▶ **Required task 1**: Return, word for word, the entries running from the line containing "Highlight side mirror in the image above." through the line containing "[422, 255, 454, 288]", with both of those lines included.

Press Release

FOR IMMEDIATE RELEASE
August 6, 2009

Contact:
Jennifer Kohl
202.225.4289 or 202.225.4025
Trudy Perkins
410.685.9199 or 202.225.4641

Cummings Requests IG Investigation of SEC Fines Against TARP Recipients

Washington, D.C. Today, Congressman Elijah E. Cummings (D-Md.), a member of the House Committee on Oversight and Government Reform, sent the letter below to Neil Barofsky, the Special Inspector General for TARP, and David Kotz, the Inspector General for the SEC, regarding the $33 million in fines that Bank of America agreed to pay following an SEC enforcement action against the bank for making false and misleading statements to shareholders about the issuance of bonuses to Merrill Lynch executives during BofA’s acquisition of Merrill. Because American taxpayers have poured in $45 billion of assistance to Bank of America, Congressman Cummings is concerned that taxpayers will ultimately be the ones paying the fine.
 
Specifically, the Congressman is asking the Inspectors General to investigate the following issues when the SEC issues fines against TARP recipients:
  • How the enforcement action may harm the firm's viability and threaten systemic risk to the financial industry;
  • Whether the fines levied would essentially be paid with taxpayer funds;
  • Whether the fines would harm the shareholder investment in the firm when the U.S. taxpayer is the shareholder; and
  • Whether Fed or Treasury officials played a role in the violations that led to the SEC enforcement actions.

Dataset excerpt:
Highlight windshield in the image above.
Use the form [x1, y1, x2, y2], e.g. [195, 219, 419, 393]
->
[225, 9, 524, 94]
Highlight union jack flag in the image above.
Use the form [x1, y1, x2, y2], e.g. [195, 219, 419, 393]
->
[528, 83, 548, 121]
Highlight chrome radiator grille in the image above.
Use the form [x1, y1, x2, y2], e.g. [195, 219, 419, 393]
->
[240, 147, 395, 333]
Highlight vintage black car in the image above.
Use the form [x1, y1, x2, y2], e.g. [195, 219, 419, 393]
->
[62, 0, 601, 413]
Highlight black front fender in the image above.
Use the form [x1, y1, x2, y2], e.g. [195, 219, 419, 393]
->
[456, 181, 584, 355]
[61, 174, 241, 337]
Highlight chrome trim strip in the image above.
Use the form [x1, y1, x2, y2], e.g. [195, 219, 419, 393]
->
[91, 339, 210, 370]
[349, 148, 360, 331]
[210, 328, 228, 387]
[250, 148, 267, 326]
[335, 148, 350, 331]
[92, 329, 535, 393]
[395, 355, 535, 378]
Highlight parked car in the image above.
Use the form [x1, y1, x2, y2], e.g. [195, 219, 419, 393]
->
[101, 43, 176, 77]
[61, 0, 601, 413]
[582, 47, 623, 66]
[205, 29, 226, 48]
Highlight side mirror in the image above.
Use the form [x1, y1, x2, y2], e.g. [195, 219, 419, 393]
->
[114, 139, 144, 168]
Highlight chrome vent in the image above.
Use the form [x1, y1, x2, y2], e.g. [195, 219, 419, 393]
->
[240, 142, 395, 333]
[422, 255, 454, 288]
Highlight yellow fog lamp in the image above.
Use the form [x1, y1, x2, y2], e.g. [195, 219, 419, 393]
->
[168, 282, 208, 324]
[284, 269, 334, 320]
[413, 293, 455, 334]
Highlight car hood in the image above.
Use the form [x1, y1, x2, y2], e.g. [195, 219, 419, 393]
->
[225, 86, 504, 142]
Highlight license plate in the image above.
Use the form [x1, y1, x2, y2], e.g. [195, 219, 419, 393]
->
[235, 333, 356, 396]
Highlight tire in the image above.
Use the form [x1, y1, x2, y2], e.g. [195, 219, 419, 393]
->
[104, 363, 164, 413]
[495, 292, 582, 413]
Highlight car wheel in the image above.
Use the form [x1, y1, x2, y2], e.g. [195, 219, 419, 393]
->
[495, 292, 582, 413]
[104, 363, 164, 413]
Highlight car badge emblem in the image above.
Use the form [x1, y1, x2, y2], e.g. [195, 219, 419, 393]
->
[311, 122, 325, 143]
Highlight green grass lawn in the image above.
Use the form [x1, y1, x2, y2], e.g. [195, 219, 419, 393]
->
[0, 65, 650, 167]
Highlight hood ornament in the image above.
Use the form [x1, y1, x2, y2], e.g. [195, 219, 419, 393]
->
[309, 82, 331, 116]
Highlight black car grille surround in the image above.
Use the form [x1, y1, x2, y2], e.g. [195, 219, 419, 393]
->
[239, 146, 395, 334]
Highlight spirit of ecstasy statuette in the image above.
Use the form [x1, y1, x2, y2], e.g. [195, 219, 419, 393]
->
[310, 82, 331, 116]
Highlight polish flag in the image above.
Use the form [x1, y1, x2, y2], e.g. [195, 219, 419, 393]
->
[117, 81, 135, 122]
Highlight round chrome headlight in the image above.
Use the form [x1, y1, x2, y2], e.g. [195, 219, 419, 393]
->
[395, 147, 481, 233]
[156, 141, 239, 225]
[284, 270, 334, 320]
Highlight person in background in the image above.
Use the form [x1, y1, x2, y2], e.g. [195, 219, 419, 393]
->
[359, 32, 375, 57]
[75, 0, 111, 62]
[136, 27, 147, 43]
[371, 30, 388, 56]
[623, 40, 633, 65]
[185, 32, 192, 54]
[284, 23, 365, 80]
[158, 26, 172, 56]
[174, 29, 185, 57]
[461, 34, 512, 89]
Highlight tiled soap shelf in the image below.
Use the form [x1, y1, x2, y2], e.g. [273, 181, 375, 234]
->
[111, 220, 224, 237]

==

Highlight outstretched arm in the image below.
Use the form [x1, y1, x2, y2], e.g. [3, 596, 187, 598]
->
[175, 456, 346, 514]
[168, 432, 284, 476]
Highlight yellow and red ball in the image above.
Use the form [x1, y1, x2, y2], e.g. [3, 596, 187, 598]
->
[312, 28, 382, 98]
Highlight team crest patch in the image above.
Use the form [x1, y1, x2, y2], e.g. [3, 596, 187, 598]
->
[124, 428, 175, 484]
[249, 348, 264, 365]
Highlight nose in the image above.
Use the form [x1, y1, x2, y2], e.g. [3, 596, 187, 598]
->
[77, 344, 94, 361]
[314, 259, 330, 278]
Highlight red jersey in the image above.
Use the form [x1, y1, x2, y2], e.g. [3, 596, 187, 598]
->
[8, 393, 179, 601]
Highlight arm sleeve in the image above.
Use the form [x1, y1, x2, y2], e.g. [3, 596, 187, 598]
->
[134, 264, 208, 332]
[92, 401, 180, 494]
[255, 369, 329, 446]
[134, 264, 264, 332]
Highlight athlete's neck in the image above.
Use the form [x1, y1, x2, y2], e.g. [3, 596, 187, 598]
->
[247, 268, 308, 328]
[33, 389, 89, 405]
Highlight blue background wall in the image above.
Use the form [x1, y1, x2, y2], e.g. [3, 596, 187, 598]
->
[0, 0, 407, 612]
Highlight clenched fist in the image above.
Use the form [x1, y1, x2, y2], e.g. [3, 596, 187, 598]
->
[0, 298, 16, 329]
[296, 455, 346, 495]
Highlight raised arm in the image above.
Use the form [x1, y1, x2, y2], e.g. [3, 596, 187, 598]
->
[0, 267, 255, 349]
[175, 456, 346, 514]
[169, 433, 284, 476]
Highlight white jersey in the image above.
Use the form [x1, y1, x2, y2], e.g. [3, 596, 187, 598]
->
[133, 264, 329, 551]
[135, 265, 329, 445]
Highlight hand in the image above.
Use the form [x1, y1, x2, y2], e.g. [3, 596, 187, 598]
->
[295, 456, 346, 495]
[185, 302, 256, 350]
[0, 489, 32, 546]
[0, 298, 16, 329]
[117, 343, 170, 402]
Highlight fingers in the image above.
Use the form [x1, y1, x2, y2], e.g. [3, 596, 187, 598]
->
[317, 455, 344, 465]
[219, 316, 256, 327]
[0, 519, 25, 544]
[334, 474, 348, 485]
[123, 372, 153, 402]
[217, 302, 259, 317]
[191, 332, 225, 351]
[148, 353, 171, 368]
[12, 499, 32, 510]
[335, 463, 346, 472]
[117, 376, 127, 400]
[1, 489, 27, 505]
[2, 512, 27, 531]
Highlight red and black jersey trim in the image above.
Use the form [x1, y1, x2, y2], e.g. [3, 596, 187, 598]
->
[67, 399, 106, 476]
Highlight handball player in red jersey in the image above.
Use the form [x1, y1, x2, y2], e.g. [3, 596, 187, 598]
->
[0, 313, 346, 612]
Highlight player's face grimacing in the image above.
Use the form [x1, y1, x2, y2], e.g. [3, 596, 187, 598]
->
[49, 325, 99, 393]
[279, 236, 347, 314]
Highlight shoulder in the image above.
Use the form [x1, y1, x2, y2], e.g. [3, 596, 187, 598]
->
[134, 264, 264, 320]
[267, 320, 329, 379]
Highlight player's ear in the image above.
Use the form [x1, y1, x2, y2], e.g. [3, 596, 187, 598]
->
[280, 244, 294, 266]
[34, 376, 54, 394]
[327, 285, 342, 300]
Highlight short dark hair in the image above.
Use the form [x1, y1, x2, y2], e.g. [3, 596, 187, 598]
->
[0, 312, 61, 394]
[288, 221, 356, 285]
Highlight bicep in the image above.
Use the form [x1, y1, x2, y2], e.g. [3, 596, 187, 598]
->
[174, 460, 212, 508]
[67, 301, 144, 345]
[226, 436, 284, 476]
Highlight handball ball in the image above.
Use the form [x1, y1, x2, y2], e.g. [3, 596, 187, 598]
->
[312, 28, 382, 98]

▶ **Required task 2**: Retype the entire press release verbatim.

▶ **Right answer 1**:
Highlight side mirror in the image above.
Use the form [x1, y1, x2, y2], e.g. [195, 219, 419, 393]
->
[114, 139, 144, 168]
Highlight chrome vent in the image above.
Use the form [x1, y1, x2, y2], e.g. [195, 219, 419, 393]
->
[240, 142, 395, 333]
[422, 255, 454, 288]

▶ **Right answer 2**:
Press Release

FOR IMMEDIATE RELEASE
August 6, 2009

Contact:
Jennifer Kohl
202.225.4289 or 202.225.4025
Trudy Perkins
410.685.9199 or 202.225.4641

Cummings Requests IG Investigation of SEC Fines Against TARP Recipients

Washington, D.C. Today, Congressman Elijah E. Cummings (D-Md.), a member of the House Committee on Oversight and Government Reform, sent the letter below to Neil Barofsky, the Special Inspector General for TARP, and David Kotz, the Inspector General for the SEC, regarding the $33 million in fines that Bank of America agreed to pay following an SEC enforcement action against the bank for making false and misleading statements to shareholders about the issuance of bonuses to Merrill Lynch executives during BofA’s acquisition of Merrill. Because American taxpayers have poured in $45 billion of assistance to Bank of America, Congressman Cummings is concerned that taxpayers will ultimately be the ones paying the fine.
 
Specifically, the Congressman is asking the Inspectors General to investigate the following issues when the SEC issues fines against TARP recipients:
  • How the enforcement action may harm the firm's viability and threaten systemic risk to the financial industry;
  • Whether the fines levied would essentially be paid with taxpayer funds;
  • Whether the fines would harm the shareholder investment in the firm when the U.S. taxpayer is the shareholder; and
  • Whether Fed or Treasury officials played a role in the violations that led to the SEC enforcement actions.